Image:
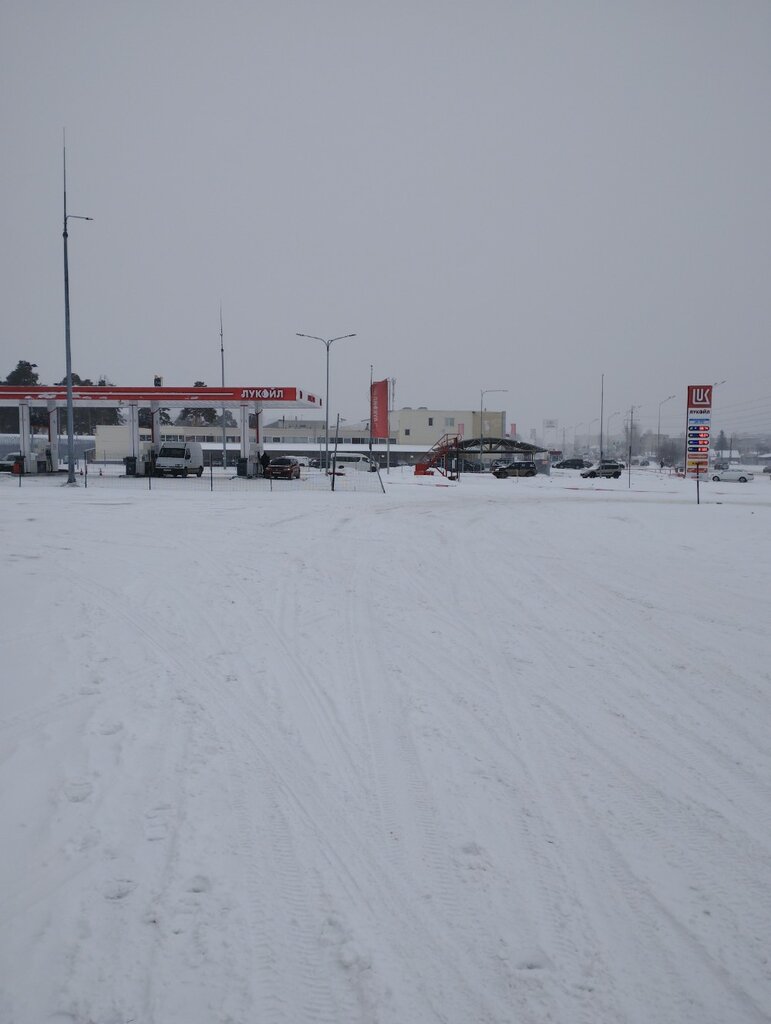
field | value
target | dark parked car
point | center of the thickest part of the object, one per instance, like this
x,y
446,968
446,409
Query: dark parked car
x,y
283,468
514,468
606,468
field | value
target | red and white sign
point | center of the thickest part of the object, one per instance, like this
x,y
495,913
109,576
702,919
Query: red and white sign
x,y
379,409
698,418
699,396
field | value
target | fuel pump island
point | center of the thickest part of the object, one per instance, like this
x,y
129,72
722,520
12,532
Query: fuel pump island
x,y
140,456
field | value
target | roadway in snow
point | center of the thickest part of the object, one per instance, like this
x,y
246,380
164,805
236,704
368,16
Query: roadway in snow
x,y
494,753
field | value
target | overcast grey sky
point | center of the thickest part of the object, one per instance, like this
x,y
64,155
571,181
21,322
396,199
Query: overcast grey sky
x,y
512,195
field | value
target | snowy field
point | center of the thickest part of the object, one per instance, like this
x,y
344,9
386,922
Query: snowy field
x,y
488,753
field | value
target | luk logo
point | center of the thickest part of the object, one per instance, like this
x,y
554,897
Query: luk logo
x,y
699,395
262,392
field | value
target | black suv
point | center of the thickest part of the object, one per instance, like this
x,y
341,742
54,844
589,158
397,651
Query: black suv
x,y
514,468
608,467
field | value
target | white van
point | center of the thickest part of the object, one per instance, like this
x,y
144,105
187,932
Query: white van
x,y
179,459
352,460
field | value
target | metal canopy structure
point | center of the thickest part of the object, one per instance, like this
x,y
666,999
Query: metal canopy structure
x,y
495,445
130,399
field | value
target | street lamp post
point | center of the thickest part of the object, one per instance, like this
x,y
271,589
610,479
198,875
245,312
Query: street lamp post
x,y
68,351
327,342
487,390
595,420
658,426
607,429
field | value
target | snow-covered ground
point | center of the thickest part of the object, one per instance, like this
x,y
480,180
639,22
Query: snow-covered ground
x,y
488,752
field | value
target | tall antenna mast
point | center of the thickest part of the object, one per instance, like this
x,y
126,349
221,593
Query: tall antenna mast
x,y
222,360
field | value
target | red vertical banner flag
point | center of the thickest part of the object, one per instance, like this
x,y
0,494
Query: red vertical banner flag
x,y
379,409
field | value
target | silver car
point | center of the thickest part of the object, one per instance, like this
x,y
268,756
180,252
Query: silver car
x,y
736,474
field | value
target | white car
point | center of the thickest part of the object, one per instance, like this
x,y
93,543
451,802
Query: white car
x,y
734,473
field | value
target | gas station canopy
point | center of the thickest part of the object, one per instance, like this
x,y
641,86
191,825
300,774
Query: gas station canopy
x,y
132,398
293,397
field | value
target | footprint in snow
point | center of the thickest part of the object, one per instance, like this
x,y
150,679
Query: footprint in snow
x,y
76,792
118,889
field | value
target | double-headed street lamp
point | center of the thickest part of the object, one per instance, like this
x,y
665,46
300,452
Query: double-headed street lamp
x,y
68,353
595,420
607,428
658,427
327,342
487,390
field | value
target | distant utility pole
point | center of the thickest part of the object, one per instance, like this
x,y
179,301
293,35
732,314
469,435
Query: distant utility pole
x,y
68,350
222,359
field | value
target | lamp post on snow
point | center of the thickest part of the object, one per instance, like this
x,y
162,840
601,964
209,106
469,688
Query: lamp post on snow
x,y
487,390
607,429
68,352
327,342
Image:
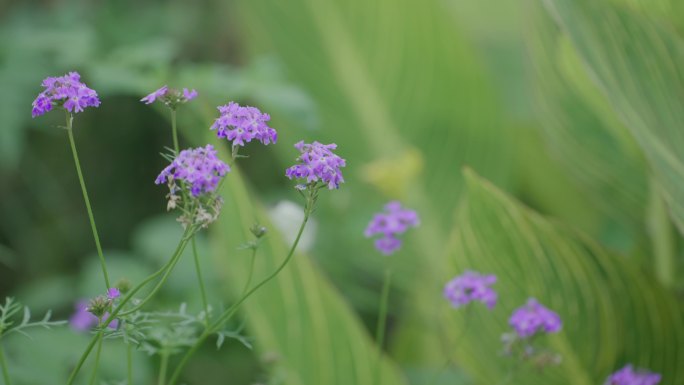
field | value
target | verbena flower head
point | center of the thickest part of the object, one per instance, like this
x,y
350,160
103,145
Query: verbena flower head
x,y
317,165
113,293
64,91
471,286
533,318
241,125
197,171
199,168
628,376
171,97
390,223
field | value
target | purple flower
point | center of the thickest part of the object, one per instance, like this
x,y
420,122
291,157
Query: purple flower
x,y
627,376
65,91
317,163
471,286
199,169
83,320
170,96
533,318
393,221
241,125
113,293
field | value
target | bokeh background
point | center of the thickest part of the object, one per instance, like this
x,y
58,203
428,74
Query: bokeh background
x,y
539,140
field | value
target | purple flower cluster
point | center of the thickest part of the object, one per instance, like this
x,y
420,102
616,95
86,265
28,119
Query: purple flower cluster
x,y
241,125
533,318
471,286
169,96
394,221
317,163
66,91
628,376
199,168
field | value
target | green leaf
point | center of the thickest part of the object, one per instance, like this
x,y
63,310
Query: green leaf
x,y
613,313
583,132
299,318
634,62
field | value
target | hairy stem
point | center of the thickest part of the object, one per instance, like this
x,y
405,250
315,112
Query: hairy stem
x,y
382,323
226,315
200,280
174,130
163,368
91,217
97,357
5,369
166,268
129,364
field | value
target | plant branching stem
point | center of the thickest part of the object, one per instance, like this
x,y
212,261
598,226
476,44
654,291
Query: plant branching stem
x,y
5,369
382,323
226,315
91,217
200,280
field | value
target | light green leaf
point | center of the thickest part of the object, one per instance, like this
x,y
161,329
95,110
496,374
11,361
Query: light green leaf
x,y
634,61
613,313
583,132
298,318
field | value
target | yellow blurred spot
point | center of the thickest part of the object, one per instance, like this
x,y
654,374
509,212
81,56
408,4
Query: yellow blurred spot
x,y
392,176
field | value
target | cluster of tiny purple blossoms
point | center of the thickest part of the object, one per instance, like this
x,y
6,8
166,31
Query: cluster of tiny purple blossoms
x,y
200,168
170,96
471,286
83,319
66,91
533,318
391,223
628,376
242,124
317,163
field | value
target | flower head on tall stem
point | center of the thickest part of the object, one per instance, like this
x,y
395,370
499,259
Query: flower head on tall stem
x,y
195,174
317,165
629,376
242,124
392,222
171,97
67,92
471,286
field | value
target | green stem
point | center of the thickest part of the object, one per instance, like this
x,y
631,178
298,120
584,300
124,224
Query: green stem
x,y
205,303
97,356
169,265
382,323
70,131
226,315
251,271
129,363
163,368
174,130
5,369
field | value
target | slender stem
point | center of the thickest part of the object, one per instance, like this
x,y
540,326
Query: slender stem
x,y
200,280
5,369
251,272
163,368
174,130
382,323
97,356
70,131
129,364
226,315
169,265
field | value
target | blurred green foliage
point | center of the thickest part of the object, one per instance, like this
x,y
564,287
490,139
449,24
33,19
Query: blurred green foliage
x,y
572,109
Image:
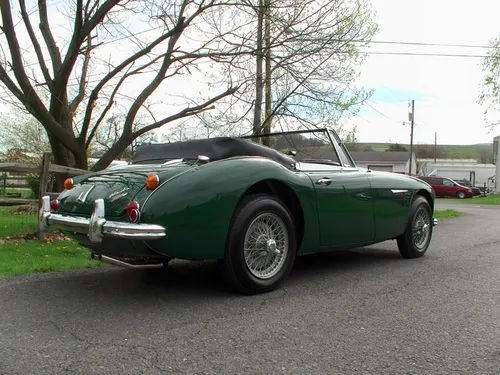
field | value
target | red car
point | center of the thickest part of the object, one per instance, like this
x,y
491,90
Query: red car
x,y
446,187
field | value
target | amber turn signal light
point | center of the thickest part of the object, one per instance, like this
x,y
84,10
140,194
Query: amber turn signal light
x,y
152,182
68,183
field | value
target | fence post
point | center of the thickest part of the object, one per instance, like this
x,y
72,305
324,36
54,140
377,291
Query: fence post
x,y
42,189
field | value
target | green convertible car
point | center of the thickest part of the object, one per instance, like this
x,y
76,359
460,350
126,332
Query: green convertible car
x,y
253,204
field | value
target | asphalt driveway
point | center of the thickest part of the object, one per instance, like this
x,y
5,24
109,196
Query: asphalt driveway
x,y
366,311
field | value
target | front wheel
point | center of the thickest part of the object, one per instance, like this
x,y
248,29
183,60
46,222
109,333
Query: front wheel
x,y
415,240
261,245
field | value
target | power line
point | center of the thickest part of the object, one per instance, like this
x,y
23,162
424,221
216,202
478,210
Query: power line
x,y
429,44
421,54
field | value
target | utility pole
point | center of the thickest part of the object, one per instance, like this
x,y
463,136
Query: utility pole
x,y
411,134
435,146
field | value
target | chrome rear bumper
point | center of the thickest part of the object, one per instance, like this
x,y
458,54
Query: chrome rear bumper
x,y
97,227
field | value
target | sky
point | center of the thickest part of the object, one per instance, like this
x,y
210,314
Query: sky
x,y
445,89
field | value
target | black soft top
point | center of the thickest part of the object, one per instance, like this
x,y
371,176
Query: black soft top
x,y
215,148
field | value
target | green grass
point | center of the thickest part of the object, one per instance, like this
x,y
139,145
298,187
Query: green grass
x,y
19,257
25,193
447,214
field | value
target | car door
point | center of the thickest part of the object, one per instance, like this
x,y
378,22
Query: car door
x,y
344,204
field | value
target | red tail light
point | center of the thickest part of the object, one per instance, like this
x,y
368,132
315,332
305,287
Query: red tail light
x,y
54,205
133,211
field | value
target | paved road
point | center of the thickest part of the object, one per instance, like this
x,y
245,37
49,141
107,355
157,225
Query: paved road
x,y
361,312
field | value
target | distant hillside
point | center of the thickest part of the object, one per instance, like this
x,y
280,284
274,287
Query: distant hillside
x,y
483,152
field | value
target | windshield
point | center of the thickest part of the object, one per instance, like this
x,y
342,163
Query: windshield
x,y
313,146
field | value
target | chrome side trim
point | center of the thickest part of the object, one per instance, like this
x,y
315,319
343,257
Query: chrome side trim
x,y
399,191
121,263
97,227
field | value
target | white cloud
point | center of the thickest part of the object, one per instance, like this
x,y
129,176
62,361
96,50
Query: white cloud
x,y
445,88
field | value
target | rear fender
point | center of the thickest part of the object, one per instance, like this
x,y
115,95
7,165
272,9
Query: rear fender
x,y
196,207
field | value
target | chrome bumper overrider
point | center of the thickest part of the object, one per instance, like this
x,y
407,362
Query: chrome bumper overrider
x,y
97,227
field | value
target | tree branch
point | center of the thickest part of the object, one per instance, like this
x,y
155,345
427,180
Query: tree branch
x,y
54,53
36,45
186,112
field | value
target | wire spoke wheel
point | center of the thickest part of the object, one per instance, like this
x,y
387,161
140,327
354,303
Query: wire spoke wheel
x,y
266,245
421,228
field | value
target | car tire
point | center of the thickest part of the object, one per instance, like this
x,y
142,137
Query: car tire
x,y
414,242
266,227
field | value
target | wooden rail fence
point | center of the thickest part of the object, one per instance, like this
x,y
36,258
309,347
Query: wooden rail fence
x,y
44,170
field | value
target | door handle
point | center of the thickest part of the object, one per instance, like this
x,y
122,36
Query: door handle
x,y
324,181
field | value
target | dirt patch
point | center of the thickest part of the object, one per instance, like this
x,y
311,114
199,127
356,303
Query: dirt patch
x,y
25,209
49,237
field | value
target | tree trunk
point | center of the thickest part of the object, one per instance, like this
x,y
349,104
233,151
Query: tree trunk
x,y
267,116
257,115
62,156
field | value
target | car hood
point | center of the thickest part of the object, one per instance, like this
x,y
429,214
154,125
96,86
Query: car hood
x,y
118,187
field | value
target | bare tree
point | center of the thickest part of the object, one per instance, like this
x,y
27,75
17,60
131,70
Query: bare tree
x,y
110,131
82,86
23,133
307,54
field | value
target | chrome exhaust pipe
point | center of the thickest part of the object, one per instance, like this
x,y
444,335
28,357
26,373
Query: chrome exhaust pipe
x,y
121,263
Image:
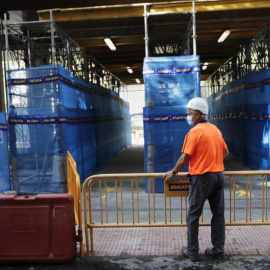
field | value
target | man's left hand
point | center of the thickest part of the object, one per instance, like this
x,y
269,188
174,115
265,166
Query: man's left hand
···
**Brief**. Scan the records above for the string "left", then copy each line where it turns up.

**Response box**.
target | man's left hand
Query: man's left hand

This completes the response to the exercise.